### Directions for this task:
Repeat every one of the entries below word for word, leaving each line unchanged.

--- BEGIN ---

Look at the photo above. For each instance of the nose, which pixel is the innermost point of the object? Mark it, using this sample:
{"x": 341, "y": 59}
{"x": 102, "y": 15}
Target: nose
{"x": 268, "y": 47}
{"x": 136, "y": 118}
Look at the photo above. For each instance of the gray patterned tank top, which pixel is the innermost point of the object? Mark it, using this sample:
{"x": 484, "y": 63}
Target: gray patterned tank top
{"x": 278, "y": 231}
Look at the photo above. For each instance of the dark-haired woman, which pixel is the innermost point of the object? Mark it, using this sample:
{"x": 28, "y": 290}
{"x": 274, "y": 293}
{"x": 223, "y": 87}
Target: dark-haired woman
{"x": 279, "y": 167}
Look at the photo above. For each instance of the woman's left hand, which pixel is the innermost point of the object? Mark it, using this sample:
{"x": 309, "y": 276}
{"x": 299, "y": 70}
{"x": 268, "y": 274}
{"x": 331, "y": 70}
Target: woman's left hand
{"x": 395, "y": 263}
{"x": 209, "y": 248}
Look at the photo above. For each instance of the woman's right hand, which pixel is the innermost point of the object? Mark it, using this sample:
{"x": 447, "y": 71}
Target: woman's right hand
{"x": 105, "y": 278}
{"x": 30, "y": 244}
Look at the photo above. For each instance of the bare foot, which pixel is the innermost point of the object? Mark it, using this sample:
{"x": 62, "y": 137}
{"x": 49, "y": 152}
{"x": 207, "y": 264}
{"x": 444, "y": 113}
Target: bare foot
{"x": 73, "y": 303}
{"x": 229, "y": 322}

--- END ---

### Finished task:
Look at the photo above. For each instance of the nose, which pixel is the innermost point of the object? Mark it, using this sample:
{"x": 341, "y": 59}
{"x": 102, "y": 15}
Target: nose
{"x": 268, "y": 47}
{"x": 136, "y": 118}
Look at the photo above. For each instance of the gray patterned tank top, which pixel is the innermost point of the object? Mark it, using this sample:
{"x": 484, "y": 63}
Target: gray patterned tank top
{"x": 278, "y": 231}
Look at the photo above. For each instance of the dark-haired woman, which pixel is the innermost point of the object? Mark it, using this sample:
{"x": 28, "y": 290}
{"x": 274, "y": 293}
{"x": 223, "y": 87}
Target: dark-haired woman
{"x": 279, "y": 167}
Look at the photo above. For each instance of the woman's left hand, which pixel is the innermost point of the object? Mark it, using this sample:
{"x": 309, "y": 276}
{"x": 299, "y": 70}
{"x": 268, "y": 274}
{"x": 331, "y": 70}
Target: woman's left hand
{"x": 395, "y": 263}
{"x": 209, "y": 248}
Look at the photo above. For each instance of the woman's right hand, which pixel is the innermost point of the object? Mark it, using this sample:
{"x": 447, "y": 71}
Target: woman's right hand
{"x": 105, "y": 278}
{"x": 30, "y": 244}
Look at the photo above. For each instance of the bare foot, which pixel is the innermost point of the object? Mark it, using this sample:
{"x": 62, "y": 137}
{"x": 49, "y": 152}
{"x": 207, "y": 264}
{"x": 444, "y": 113}
Target: bare foot
{"x": 73, "y": 303}
{"x": 229, "y": 322}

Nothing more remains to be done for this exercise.